Por isso, é difícil imaginar que em tal diversidade política tenha sido possível ocorrer um fenômeno de massas nos padrões descritos pela mídia ocidental como Primavera Árabe. "Foram os ataques aéreos da Otan, não os rebeldes, que derrubaram Kadafi", lembra o repórter Cockburn.

De fato, a militarização das revoltas de 2011 foi imediata. Não houve um período com comícios, passeatas e reuniões. "Tuitaços" e outras manifestações virtuais nas redes sociais, se aconteceram, não chegaram perto daquelas descritas pela mídia como catalisadoras das revoltas em outros países do Oriente Médio, especialmente no Egito.

** REGISTROS FORNECIDOS **
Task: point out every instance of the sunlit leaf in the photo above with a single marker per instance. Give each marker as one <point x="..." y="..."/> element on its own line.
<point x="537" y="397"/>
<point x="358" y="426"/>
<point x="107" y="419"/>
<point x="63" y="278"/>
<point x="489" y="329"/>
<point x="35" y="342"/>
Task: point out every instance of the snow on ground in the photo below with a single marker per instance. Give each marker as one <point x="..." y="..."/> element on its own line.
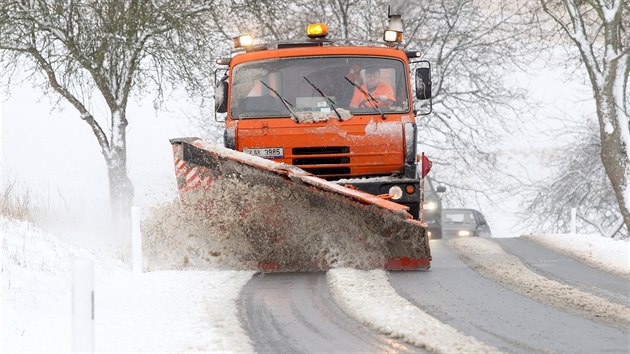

** QUESTÕES **
1. Responda com base no texto sobre a Primavera Árabe:
(a) Segundo o repórter Cockburn, o que derrubou Kadafi?
(b) Como foi a militarização das revoltas de 2011?
(c) Em que país, especialmente, a mídia descreveu manifestações virtuais como catalisadoras das revoltas?
2. Reproduza do texto sobre a Primavera Árabe tudo o que vai de "Por isso, é" até "especialmente no Egito.".
3. Escreva a continuação do texto sobre a Primavera Árabe a partir do ponto em que ele termina.

** RESPOSTAS POR TAREFA **
1.
(a) Os ataques aéreos da Otan.
(b) Imediata.
(c) No Egito.

2.
Por isso, é difícil imaginar que em tal diversidade política tenha sido possível ocorrer um fenômeno de massas nos padrões descritos pela mídia ocidental como Primavera Árabe. "Foram os ataques aéreos da Otan, não os rebeldes, que derrubaram Kadafi", lembra o repórter Cockburn.

De fato, a militarização das revoltas de 2011 foi imediata. Não houve um período com comícios, passeatas e reuniões. "Tuitaços" e outras manifestações virtuais nas redes sociais, se aconteceram, não chegaram perto daquelas descritas pela mídia como catalisadoras das revoltas em outros países do Oriente Médio, especialmente no Egito.

3.
Durante a ocupação da Líbia, a Otan fez mais de 10 mil bombardeios aéreos e lançou cerca de 40 mil bombas sobre o território, numa guerra em que morreram cerca de 80 mil pessoas, entre civis, rebeldes e forças leais a Kadafi, conforme escreveu o repórter Thomas C. Mountain no site Counterpunch. De fato, o que houve na Líbia em 2011 foi uma invasão estrangeira que se aproveitou de certo descontentamento popular nos anos finais do regime de Kadafi. Disso não tem dúvida o antropólogo Maximilian Forte, da Universidade Concordia, em Montréal, Canadá.

Em 2012, em livro ainda sem tradução para o português, Forte publicou um balanço dessa intervenção. "Desconsiderando narrativas de uma 'revolta pacífica' militarizada apenas em resposta à selvageria do Estado, Forte mostra que a revolta foi militarizada praticamente desde o primeiro dia, com um ataque a um quartel militar líbio", afirma resenha publicada na revista Monthly Review em abril do ano passado. "Forte documenta que a ala direita do regime estava claramente preparada para executar um golpe de Estado contra Kadafi, com o apoio aberto da França, dos EUA e, especialmente, do Qatar, que forneceria forças especiais, aviões e helicópteros para garantir sua deposição rápida."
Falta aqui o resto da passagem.